What is being asked: Please reproduce each of the lines below word for word.

Supplied records:
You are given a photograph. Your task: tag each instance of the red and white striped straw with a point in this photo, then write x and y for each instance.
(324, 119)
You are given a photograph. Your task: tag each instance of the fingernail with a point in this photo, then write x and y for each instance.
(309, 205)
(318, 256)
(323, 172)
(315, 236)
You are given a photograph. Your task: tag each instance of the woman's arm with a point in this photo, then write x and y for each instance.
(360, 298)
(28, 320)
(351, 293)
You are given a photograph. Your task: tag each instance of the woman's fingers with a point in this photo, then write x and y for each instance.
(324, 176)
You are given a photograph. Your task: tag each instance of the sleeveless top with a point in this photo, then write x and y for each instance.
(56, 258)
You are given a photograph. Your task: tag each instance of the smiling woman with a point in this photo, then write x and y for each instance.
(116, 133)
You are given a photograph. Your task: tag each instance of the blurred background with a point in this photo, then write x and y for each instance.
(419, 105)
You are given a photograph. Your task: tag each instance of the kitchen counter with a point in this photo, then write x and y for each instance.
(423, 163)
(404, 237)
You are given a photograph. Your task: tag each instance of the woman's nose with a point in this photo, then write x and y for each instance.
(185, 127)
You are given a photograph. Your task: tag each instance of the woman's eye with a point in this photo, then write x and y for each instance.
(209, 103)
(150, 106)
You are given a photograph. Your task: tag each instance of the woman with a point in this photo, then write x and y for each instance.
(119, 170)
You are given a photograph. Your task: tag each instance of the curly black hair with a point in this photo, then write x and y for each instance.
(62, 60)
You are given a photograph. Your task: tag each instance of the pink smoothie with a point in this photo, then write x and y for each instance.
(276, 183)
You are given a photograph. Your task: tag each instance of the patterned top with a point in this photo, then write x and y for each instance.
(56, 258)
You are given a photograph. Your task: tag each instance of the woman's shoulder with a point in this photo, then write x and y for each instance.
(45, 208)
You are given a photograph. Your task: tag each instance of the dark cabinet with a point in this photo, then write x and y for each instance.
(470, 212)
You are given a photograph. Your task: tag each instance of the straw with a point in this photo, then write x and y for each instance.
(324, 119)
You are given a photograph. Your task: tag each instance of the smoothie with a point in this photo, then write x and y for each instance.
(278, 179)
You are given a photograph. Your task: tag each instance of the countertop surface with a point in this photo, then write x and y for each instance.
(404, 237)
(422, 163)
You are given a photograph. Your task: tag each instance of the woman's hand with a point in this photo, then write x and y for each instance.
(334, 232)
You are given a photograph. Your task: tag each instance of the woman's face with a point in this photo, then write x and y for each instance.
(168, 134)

Result for this task:
You are given a photograph. Your task: tag each instance of the red and white striped straw with a point in this photo, then write x and y for each instance.
(324, 119)
You are given a photograph. Your task: tag each instance of the fingernail with a point in this photo, then write x and y for each instance.
(309, 205)
(318, 256)
(323, 172)
(315, 236)
You are given a photograph. Your task: tag each instance of the woman's arm with a point in this photo, then write x and y for each instance.
(360, 298)
(28, 320)
(351, 293)
You are given a photograph. Your task: tag each instance of the woman's fingers with a point in this photo, then write x and y for each instance.
(324, 176)
You are given a photograph. Your task: tag each instance of the sleeveless top with a point in this photo, then write x and y for each instance.
(56, 258)
You are given a photograph. Your task: tag each instance of the smiling woman with a point in this photo, then write x and y for each instance.
(116, 133)
You are given a photograph. Your task: tag each instance of the blurred background with a point in this photo, then write x and y for each instance.
(419, 105)
You are given a photograph. Your task: tag each instance of the kitchen counter with a point in this photo, then write x and y for each instance.
(423, 163)
(404, 237)
You are given a photograph. Your task: tag each instance of the woman's nose with a point in this photo, then write x and y for each instance.
(185, 127)
You are given a photograph. Your task: tag each instance of the woman's eye with a point in this photo, then write x and y for each instance.
(209, 103)
(150, 106)
You are given a photograph. Your task: tag each instance of the woman with a point in this photo, then write x and y for each instance.
(119, 170)
You are given a photograph. Your task: tag each instance of the curly black hair with a point in this photo, then write x and y for each instance.
(62, 60)
You are given a photograph. Your task: tag each instance of the pink smoothie with a point in this photo, then write x and y for each instance.
(276, 183)
You are given a photograph. Your task: tag each instance of the patterned top with a point in this photo, then write x and y for each instance.
(56, 258)
You are given a photograph. Your task: tag each instance of the woman's shoulder with a point in this photo, then write x and y for each instance.
(45, 208)
You are given a photograph. Your task: tag each instance of the dark cabinet with a point in this photo, then write x and y for each instance.
(470, 212)
You are given a photograph. Your task: tag each instance of the straw with a point in this photo, then write x and y for each instance.
(324, 119)
You are given a photograph. Your task: tag each instance of the smoothie with a point in this photo, then write x and y for each instance.
(278, 179)
You are given a photograph. Your task: tag each instance of the countertop surface with a point in this photo, then write x and y for each instance.
(404, 237)
(422, 163)
You are given a photograph. Your task: tag each instance of the woman's hand with a point in this photo, then write x and y for each instance.
(334, 232)
You are given a photograph. Your task: tag each instance of the woman's face with a point in this photo, then write x and y for each instance.
(168, 134)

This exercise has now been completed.